TASKS TO CARRY OUT:
a. Write out the part of the warning below that begins at the words "(9) Prohibition re" and stops after "under this Part.".
b. Answer these questions from the warning below:
(i) Which subsection deals with the consequences of failure to comply?
(ii) Apart from the child, whose identifying information does subsection 87(8) forbid anyone to publish?
(iii) Under subsection 87(9), whose identifying information may the court prohibit from publication?

EXTRACT:
○ ○ ○ ○

WARNING
This is a case under the Child, Youth and Family Services Act, 2017 and subject to subsections 87(8) and 87(9) of this legislation. These subsections and subsection 142(3) of the Child, Youth and Services Act, 2017, which deals with the consequences of failure to comply, read as follows:
87(8) Prohibition re identifying child — No person shall publish or make public information that has the effect of identifying a child who is a witness at or a participant in a hearing or the subject of a proceeding, or the child’s parent or foster parent or a member of the child’s family.
(9) Prohibition re identifying person charged — The court may make an order prohibiting the publication of information that has the effect of identifying a person charged with an offence under this Part.

○ ○ ○ ○

Entries from a data collection:
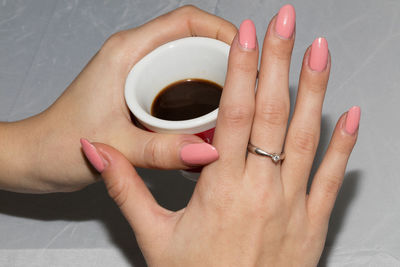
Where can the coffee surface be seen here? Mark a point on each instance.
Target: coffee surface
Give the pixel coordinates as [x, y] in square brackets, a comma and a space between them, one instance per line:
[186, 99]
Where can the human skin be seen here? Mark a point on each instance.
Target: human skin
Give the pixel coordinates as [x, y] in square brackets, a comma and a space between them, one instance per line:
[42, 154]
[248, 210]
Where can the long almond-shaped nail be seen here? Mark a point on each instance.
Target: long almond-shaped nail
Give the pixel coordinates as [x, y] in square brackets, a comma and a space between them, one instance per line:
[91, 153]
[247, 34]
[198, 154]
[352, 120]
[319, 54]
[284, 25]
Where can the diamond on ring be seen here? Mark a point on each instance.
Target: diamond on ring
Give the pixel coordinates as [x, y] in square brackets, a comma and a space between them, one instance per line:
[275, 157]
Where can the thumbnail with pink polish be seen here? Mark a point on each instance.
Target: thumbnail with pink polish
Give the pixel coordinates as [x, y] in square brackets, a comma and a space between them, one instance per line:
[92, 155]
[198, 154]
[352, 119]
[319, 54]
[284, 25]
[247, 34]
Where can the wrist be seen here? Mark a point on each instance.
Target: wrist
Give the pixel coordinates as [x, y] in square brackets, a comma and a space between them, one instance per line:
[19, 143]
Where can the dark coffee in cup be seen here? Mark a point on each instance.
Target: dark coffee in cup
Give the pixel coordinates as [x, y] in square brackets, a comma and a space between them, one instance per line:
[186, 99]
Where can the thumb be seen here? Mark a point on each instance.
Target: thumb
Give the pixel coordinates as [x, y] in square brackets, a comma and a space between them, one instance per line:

○ ○ ○ ○

SET OF ANSWERS:
a.
(9) Prohibition re identifying person charged — The court may make an order prohibiting the publication of information that has the effect of identifying a person charged with an offence under this Part.

b.
(i) Subsection 142(3).
(ii) The child's parent or foster parent, or a member of the child's family.
(iii) A person charged with an offence under this Part.